[Start DATASET CONTENT]

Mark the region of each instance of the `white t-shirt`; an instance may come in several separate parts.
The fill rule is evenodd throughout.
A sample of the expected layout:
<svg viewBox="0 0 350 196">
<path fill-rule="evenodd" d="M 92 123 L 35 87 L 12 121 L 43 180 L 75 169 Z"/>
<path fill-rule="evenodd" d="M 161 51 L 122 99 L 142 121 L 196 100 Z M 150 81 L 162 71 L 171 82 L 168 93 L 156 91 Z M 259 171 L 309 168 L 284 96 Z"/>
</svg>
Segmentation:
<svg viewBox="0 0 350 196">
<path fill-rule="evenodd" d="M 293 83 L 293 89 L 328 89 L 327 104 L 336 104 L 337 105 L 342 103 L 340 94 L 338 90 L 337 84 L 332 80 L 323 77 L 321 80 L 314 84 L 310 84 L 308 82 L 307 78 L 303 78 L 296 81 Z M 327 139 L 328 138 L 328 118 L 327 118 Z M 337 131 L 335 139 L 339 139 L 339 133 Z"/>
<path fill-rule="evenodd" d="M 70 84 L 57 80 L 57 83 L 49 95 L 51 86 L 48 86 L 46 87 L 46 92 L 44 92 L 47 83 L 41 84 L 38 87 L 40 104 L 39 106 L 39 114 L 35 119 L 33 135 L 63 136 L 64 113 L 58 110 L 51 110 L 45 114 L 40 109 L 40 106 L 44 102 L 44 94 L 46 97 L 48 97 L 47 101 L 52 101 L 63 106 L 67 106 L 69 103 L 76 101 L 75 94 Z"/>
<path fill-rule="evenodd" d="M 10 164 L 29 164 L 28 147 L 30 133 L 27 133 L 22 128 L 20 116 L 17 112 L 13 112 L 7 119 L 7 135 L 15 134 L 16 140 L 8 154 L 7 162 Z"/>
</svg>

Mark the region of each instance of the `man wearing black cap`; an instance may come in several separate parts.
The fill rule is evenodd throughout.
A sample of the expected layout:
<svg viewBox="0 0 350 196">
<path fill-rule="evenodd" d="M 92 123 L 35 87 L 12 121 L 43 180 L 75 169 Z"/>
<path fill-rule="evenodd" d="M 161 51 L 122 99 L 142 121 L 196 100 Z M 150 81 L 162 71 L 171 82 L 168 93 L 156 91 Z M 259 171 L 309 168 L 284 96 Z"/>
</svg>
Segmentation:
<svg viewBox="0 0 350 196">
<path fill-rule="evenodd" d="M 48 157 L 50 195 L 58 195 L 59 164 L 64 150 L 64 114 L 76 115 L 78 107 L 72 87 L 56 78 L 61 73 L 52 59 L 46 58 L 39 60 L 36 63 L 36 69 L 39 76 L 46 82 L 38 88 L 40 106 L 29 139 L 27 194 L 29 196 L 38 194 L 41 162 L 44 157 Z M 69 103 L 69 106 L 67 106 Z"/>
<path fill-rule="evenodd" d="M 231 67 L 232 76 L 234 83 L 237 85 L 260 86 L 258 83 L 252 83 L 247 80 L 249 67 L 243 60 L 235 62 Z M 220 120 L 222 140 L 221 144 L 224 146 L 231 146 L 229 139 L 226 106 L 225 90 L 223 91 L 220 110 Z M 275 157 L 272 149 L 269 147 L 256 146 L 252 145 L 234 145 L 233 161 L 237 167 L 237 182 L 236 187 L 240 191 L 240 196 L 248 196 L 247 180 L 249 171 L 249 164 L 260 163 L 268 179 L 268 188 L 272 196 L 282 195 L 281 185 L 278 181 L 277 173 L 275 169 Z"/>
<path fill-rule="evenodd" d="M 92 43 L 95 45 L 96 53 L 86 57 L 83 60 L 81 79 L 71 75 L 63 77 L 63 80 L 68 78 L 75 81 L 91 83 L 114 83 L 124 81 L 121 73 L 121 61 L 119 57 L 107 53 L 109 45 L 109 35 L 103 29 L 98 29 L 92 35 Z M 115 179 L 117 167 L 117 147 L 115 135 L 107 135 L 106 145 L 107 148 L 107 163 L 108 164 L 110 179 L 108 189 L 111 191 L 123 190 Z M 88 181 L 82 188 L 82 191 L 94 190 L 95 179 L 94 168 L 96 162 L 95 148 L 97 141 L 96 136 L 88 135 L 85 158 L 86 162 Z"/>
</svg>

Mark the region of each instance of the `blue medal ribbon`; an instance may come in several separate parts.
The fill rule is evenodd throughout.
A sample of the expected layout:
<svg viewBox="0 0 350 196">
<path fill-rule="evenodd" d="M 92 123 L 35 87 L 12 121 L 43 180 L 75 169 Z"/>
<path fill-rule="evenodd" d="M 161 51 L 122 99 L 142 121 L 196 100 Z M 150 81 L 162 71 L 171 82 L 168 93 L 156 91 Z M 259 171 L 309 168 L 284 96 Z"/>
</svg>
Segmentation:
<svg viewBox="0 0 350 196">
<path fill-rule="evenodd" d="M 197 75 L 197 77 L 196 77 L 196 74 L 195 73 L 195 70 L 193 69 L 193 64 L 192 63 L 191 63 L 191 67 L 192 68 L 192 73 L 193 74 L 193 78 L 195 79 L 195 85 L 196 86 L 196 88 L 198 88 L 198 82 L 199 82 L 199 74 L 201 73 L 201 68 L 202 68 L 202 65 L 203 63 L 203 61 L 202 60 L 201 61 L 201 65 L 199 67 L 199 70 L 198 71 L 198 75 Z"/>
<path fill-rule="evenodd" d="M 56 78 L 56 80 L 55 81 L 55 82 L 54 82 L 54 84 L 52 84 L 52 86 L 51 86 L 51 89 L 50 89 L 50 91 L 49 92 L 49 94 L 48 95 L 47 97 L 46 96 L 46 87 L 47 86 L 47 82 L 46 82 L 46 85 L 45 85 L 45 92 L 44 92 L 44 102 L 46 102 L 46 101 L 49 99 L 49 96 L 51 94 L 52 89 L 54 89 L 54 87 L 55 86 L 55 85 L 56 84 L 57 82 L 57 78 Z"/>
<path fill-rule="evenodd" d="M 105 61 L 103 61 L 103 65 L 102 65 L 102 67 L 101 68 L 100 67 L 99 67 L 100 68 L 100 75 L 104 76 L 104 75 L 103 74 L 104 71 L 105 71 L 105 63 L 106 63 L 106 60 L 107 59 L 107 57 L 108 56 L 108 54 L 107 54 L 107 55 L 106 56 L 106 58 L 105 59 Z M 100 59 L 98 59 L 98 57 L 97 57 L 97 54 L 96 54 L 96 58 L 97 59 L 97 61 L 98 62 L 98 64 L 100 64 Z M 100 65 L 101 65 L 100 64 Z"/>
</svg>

[End DATASET CONTENT]

Pull out every line above that contains the word "each". Matching is case-sensitive.

▶ **SOLUTION BELOW**
Mark the region of each instance of the `white t-shirt`; an instance may come in several separate parts.
Mark the region of each instance of the `man wearing black cap`; an instance may come in several separate parts.
Mark the region of each instance of the `blue medal ribbon`; an instance may come in several separate parts.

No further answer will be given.